GIVEN INFORMATION:
++++
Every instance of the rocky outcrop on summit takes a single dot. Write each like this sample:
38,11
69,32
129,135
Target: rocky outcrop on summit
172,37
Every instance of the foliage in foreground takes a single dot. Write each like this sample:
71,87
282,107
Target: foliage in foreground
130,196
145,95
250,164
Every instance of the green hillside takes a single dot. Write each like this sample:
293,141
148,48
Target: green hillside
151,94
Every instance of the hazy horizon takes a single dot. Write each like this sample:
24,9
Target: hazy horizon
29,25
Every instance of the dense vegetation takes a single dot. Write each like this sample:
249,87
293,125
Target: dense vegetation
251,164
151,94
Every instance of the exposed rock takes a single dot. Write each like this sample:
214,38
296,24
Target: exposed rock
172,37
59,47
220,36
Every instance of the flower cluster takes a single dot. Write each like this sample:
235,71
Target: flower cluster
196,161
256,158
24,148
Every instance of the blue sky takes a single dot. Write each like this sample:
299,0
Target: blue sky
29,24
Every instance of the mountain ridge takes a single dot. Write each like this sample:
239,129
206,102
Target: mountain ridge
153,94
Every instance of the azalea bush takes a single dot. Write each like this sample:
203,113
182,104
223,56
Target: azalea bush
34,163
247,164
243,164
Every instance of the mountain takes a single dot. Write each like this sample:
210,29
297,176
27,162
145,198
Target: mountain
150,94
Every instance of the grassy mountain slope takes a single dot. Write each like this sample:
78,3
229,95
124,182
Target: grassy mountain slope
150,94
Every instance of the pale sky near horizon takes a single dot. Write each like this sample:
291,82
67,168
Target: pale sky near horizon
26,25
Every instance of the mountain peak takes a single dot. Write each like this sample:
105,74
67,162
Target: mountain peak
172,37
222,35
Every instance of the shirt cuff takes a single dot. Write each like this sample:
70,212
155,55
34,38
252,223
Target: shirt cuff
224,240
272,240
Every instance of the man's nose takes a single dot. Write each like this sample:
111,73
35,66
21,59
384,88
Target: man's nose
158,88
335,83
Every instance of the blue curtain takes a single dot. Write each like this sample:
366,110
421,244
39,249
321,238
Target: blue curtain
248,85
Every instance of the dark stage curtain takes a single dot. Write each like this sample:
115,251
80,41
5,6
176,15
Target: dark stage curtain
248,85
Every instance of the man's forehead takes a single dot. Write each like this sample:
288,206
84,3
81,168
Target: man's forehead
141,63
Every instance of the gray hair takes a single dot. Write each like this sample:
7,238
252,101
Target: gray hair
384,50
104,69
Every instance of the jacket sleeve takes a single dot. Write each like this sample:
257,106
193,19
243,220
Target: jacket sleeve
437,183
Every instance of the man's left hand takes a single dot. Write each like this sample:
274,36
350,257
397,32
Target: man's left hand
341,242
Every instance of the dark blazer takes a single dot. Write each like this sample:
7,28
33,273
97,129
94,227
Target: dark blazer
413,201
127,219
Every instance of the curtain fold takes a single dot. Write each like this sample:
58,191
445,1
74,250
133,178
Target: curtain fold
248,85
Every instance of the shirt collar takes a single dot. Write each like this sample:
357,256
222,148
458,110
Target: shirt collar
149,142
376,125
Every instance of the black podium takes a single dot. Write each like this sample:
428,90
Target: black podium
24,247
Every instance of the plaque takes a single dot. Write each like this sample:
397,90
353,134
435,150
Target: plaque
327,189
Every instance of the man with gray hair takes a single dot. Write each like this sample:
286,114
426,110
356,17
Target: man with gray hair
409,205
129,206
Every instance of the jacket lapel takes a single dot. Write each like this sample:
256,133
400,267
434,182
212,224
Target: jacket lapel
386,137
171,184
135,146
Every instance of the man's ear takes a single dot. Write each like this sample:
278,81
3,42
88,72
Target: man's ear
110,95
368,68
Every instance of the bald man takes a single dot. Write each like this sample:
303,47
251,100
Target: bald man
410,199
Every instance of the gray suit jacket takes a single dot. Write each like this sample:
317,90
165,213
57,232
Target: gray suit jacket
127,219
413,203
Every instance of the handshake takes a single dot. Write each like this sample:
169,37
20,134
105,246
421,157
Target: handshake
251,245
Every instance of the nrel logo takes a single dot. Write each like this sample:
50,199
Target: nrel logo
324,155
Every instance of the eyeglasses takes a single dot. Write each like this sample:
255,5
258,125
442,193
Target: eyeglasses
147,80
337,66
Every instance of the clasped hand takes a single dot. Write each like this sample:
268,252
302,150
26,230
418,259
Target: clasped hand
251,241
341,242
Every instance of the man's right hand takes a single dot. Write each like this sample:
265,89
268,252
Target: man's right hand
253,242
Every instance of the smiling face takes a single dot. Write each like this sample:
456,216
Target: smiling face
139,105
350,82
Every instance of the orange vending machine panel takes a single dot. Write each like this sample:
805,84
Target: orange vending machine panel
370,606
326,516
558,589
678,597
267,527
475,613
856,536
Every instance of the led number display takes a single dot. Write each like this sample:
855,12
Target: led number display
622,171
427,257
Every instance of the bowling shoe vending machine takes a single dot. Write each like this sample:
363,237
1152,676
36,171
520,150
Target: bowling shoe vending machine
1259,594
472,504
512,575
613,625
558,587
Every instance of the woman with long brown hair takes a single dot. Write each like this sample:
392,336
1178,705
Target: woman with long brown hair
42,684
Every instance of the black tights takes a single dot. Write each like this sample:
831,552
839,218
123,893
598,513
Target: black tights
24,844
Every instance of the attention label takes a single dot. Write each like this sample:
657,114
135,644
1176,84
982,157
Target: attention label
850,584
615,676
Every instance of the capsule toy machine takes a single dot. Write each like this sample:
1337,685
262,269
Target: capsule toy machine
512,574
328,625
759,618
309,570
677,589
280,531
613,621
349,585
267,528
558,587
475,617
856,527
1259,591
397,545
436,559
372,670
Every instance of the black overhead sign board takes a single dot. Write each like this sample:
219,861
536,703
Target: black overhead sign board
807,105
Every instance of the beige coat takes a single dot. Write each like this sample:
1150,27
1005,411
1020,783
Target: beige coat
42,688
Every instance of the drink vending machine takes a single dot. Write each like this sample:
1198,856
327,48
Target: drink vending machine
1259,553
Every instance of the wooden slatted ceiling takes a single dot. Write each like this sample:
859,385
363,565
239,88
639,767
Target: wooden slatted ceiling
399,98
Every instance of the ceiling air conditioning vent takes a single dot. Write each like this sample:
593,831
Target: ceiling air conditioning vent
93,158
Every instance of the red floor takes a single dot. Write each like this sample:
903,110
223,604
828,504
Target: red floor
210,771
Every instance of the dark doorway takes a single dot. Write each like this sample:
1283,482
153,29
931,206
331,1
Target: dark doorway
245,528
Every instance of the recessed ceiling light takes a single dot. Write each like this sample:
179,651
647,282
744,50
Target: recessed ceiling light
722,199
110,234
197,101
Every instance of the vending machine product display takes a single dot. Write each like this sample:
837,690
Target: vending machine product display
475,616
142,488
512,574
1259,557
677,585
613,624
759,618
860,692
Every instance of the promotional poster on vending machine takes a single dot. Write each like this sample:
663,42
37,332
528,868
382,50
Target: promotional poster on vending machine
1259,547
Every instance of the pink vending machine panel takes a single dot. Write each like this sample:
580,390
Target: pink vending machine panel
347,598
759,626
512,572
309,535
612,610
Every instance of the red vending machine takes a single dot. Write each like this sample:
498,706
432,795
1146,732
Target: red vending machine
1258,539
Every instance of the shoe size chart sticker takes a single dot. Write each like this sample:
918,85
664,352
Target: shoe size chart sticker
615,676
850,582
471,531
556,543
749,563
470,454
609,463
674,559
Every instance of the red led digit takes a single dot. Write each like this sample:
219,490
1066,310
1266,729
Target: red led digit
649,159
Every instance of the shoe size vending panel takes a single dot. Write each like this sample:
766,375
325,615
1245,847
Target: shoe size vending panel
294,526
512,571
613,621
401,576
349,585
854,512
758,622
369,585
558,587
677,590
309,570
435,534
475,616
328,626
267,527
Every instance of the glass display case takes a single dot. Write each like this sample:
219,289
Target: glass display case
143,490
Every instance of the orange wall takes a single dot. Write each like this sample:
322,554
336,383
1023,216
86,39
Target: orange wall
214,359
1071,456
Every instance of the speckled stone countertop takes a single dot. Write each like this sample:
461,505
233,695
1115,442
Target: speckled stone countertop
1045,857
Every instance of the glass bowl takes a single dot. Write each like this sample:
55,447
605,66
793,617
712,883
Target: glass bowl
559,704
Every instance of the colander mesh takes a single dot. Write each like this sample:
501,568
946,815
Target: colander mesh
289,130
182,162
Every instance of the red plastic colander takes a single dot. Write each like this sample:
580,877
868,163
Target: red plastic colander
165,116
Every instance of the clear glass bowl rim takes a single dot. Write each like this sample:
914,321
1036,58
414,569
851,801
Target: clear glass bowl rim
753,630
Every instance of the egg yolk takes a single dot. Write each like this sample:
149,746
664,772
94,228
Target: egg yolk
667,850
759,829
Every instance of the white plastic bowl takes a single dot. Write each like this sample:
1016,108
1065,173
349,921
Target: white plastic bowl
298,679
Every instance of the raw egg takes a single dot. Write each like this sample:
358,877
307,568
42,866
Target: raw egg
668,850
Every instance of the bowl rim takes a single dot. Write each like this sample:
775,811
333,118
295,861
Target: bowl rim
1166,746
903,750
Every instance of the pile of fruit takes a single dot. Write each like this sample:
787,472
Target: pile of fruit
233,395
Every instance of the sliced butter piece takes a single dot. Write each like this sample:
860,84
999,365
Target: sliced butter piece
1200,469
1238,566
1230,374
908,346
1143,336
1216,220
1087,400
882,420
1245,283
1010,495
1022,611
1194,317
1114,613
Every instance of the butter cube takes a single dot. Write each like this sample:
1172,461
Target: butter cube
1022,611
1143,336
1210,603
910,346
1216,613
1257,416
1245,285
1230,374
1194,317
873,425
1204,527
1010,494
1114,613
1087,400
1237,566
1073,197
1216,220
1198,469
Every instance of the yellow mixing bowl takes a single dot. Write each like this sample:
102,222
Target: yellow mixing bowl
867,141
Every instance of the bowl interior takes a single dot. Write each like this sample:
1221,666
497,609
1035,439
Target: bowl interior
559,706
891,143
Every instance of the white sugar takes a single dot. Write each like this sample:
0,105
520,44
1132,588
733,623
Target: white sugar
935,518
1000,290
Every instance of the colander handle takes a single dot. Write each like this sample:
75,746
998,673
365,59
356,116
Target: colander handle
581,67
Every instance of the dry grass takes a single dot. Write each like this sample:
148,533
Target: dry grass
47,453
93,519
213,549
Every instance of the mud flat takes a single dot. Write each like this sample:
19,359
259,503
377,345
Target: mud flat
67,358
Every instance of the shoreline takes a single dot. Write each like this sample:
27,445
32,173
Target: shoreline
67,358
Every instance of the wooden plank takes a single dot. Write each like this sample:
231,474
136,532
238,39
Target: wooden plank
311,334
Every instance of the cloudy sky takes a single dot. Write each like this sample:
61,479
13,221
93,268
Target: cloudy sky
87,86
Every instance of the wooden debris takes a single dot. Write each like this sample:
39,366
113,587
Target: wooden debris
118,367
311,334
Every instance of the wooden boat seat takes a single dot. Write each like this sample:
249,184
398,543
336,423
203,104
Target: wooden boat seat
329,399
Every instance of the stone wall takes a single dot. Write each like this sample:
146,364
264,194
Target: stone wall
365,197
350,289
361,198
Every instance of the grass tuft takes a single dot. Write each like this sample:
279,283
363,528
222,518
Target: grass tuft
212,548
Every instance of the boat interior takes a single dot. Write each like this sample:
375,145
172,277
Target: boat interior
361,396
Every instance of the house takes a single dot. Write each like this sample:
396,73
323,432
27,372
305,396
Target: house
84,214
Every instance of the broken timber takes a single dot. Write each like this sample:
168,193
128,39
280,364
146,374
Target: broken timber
++++
WHAT YOU ARE ASKED TO DO: Copy out the lines starting at the one containing "Every instance of the stone" and ending with the last line of the entries. Include nothing else.

FINISHED TASK:
Every instance of the stone wall takes a single dot. Write each like this sample:
146,364
264,194
Target: stone wall
365,197
350,289
361,198
Every instance of the grass tuft takes a single dot. Write each like this sample:
279,283
363,528
222,518
Target: grass tuft
212,548
Every instance of the boat interior takes a single dot. Write each like this sample:
375,145
172,277
Target: boat interior
361,396
Every instance of the house takes a single dot. Write each like this sample:
396,73
323,432
27,372
305,396
Target: house
84,214
Every instance of the broken timber takes a single dot. Write each like this sample:
168,193
128,39
280,364
146,374
Target: broken timber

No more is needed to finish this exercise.